• Exercise aim: Write out the data below exactly as given, without any of its pictures.
**********
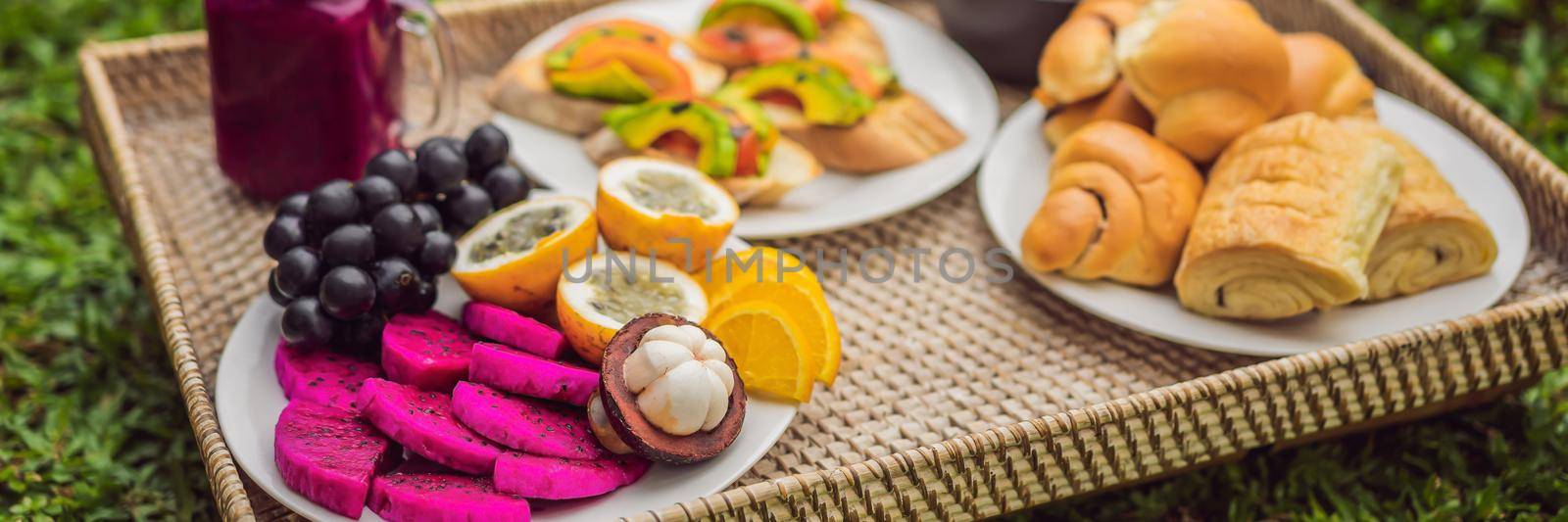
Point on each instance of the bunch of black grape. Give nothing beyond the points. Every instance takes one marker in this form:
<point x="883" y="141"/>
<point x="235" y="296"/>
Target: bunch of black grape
<point x="350" y="255"/>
**********
• Answer to the problem:
Point on each instance of the bunch of black grape. Give nothing beyond the points. Every instance takes one marker in this form:
<point x="883" y="141"/>
<point x="235" y="296"/>
Target: bunch of black grape
<point x="350" y="255"/>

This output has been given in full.